→ What needs to be done:
Provide a verbatim copy of the data below.

→ Data extract:
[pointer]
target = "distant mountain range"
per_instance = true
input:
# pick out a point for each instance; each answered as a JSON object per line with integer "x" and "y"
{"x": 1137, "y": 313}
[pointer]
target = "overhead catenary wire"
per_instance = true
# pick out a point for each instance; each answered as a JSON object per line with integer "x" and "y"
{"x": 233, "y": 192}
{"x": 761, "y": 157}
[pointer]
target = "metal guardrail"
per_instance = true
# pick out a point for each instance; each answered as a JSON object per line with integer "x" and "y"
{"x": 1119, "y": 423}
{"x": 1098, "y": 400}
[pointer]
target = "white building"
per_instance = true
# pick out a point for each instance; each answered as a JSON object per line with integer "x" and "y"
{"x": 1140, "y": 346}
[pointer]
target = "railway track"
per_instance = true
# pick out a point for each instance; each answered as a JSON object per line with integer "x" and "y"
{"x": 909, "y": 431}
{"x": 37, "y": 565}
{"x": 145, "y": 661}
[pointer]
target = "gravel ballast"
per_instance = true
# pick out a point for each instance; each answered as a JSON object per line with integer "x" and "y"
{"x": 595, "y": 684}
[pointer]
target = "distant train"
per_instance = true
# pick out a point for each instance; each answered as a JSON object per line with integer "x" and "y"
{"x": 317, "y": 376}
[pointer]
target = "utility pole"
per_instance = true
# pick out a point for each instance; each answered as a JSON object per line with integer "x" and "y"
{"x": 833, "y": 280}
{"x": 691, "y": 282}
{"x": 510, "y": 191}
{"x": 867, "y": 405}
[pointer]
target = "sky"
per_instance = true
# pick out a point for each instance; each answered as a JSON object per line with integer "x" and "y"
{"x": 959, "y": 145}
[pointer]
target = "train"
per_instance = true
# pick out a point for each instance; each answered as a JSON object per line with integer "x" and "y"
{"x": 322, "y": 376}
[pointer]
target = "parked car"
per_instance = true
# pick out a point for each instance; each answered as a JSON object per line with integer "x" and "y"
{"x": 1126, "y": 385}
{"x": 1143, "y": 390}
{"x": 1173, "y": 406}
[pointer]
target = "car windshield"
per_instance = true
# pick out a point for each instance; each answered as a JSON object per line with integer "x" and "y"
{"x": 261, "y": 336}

→ Response area:
[pointer]
target = "distant mountain range"
per_instance = true
input:
# pick out a point for each instance; each answered as a JSON object per line with integer "x" and "y"
{"x": 1137, "y": 313}
[pointer]
target = "overhead catenary wire"
per_instance = true
# pick out a point for each instance; each answered as a JSON object per line with integer "x" and "y"
{"x": 233, "y": 192}
{"x": 761, "y": 157}
[pointer]
target = "metal guardrail"
per_instance = true
# pick out a point for each instance; each answered as a JSON object per line with integer "x" and "y"
{"x": 1119, "y": 423}
{"x": 1098, "y": 400}
[pointer]
target = "white building"
per_instance = true
# pick out a point for each instance; each answered as a JSON object per line with integer "x" and "y"
{"x": 1140, "y": 346}
[pointer]
target = "railway track"
per_instance = true
# pick out a point for each instance; each answered as a JSON object per line with integer "x" and "y"
{"x": 909, "y": 431}
{"x": 37, "y": 565}
{"x": 145, "y": 661}
[pointer]
target = "gravel ballast"
per_instance = true
# pick out a point for each instance; each answered as a JSON object per line with integer "x" and "y"
{"x": 595, "y": 684}
[pointer]
target = "distant train"
per_instance = true
# pick out a point for each instance; each answered as a JSON object per line with integer "x" and "y"
{"x": 317, "y": 376}
[pointer]
target = "utility pole"
per_instance = true
# pick out a point for each instance; each answered as a JSON object per line with integer "x" and "y"
{"x": 833, "y": 280}
{"x": 691, "y": 282}
{"x": 510, "y": 191}
{"x": 867, "y": 405}
[pointer]
target = "sky"
per_instance = true
# pick out a point for each instance; each answered as a JSON object per line with integer "x" and "y"
{"x": 959, "y": 145}
[pointer]
target = "train"
per_instance = true
# pick out a point for each instance; each answered as a JSON object per line with integer "x" and "y"
{"x": 322, "y": 376}
[pointer]
target = "parked car"
per_instance = true
# pick out a point for each instance; each answered as a JSON object per line with integer "x" and "y"
{"x": 1126, "y": 385}
{"x": 1143, "y": 390}
{"x": 1173, "y": 406}
[pointer]
target = "car windshield"
per_instance = true
# pick out a point for each instance; each answered as a JSON object per line with integer "x" and "y"
{"x": 261, "y": 336}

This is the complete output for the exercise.